> [DATASET EXCERPTS]:
BEGIN
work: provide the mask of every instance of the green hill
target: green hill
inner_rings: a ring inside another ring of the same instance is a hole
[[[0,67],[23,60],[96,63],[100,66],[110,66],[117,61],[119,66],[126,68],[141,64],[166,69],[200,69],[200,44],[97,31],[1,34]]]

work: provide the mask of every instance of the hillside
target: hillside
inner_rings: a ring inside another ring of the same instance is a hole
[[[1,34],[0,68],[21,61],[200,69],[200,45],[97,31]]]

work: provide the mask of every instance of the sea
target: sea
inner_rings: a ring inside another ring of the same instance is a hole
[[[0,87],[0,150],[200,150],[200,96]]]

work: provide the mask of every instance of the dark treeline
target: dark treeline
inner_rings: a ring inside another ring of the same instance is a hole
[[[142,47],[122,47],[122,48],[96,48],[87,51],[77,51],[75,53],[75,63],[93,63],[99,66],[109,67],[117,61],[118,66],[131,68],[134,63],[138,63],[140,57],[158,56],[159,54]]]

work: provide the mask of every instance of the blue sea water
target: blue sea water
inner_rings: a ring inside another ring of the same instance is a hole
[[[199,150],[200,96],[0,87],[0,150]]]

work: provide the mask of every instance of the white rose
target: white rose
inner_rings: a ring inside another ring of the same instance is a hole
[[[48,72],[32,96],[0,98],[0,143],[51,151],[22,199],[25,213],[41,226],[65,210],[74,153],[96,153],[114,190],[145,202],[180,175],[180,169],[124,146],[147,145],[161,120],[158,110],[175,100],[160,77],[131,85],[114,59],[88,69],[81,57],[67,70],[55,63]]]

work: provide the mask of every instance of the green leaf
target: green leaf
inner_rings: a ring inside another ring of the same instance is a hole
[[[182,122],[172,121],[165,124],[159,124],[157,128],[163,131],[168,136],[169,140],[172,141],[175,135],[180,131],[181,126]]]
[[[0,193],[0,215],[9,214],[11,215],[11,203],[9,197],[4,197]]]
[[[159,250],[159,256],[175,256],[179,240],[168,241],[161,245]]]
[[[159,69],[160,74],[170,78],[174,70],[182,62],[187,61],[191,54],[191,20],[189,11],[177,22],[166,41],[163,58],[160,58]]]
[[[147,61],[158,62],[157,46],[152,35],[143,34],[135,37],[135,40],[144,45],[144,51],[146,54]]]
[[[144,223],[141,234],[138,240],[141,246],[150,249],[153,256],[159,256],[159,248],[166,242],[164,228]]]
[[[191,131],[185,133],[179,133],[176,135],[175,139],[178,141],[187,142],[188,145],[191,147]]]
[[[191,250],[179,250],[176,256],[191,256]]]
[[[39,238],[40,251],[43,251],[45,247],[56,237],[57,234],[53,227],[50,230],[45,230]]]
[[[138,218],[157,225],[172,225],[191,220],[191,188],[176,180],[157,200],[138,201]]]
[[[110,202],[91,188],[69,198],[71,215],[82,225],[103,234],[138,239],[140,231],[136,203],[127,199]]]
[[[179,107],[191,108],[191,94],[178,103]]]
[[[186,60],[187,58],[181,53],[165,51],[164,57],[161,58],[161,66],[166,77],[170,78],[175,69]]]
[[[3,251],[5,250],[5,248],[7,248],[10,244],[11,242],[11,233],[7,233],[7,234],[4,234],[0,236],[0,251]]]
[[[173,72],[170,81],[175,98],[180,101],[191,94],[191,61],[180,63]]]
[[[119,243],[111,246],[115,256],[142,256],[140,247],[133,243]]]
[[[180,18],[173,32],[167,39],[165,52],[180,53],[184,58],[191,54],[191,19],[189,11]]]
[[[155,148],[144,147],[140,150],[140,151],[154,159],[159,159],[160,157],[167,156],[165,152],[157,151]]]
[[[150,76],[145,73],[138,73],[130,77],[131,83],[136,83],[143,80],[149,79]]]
END
> [EXERCISE OBJECTIVE]: Repeat the entries exactly, all of them.

> [FULL OUTPUT]:
work: provide the mask of every instance of the green hill
target: green hill
inner_rings: a ring inside another ring of the same instance is a hole
[[[0,67],[23,60],[96,63],[100,66],[110,66],[117,61],[119,66],[126,68],[141,64],[166,69],[200,69],[200,44],[97,31],[1,34]]]

work: provide the mask of every instance of the hillside
target: hillside
inner_rings: a ring inside another ring of the same instance is a hole
[[[1,34],[0,68],[21,61],[200,69],[200,45],[97,31]]]

work: provide the mask of every instance of the sea
target: sea
inner_rings: a ring inside another ring of the same instance is a hole
[[[0,87],[0,150],[200,150],[200,96]]]

work: provide the mask of every instance of the dark treeline
target: dark treeline
inner_rings: a ring inside another ring of the same instance is a hole
[[[142,47],[122,47],[122,48],[96,48],[87,51],[77,51],[75,53],[75,63],[93,63],[99,66],[109,67],[117,61],[118,66],[131,68],[134,63],[138,63],[140,57],[158,56],[159,54]]]

work: provide the mask of every instance of the blue sea water
target: blue sea water
inner_rings: a ring inside another ring of the same instance is a hole
[[[199,150],[200,96],[0,87],[0,150]]]

work: provide the mask of every instance of the white rose
target: white rose
inner_rings: a ring inside another ring of the same instance is a hole
[[[48,72],[32,96],[0,98],[0,143],[51,151],[22,199],[25,213],[41,226],[65,210],[74,153],[96,153],[114,190],[145,202],[180,175],[180,169],[124,146],[147,145],[161,120],[158,110],[175,100],[160,77],[131,85],[114,59],[88,69],[81,57],[67,70],[55,63]]]

work: provide the mask of every instance of the green leaf
target: green leaf
inner_rings: a ring inside another ring of the same instance is a hole
[[[182,122],[172,121],[165,124],[159,124],[157,128],[163,131],[168,136],[169,140],[172,141],[175,135],[180,131],[181,126]]]
[[[0,193],[0,215],[9,214],[11,215],[11,203],[9,197],[4,197]]]
[[[159,250],[159,256],[175,256],[179,240],[168,241],[161,245]]]
[[[159,69],[160,74],[170,78],[174,70],[182,62],[187,61],[191,54],[191,20],[189,11],[177,22],[166,41],[163,58],[160,58]]]
[[[147,61],[158,62],[157,46],[152,35],[143,34],[135,37],[135,40],[144,45],[144,51],[146,54]]]
[[[144,223],[141,234],[138,240],[141,246],[150,249],[153,256],[159,256],[159,248],[166,242],[164,228]]]
[[[191,131],[185,133],[179,133],[176,135],[175,139],[178,141],[187,142],[188,145],[191,147]]]
[[[191,250],[179,250],[176,256],[191,256]]]
[[[39,238],[40,251],[43,251],[45,247],[56,237],[57,234],[53,227],[50,230],[45,230]]]
[[[138,218],[157,225],[172,225],[191,220],[191,188],[176,180],[157,200],[138,201]]]
[[[110,202],[91,188],[69,198],[71,215],[82,225],[103,234],[138,239],[140,231],[136,203],[127,199]]]
[[[179,107],[191,108],[191,94],[178,103]]]
[[[186,60],[187,58],[181,53],[165,51],[164,57],[161,58],[161,66],[166,77],[170,78],[175,69]]]
[[[3,251],[5,250],[5,248],[7,248],[10,244],[11,242],[11,233],[7,233],[7,234],[4,234],[0,236],[0,251]]]
[[[173,72],[170,81],[175,98],[180,101],[191,94],[191,61],[180,63]]]
[[[119,243],[111,246],[115,256],[142,256],[140,247],[133,243]]]
[[[180,18],[173,32],[167,39],[165,52],[180,53],[184,58],[191,54],[191,19],[189,11]]]
[[[155,148],[144,147],[140,150],[140,151],[154,159],[159,159],[160,157],[167,156],[165,152],[157,151]]]
[[[150,76],[145,73],[138,73],[130,77],[131,83],[136,83],[143,80],[149,79]]]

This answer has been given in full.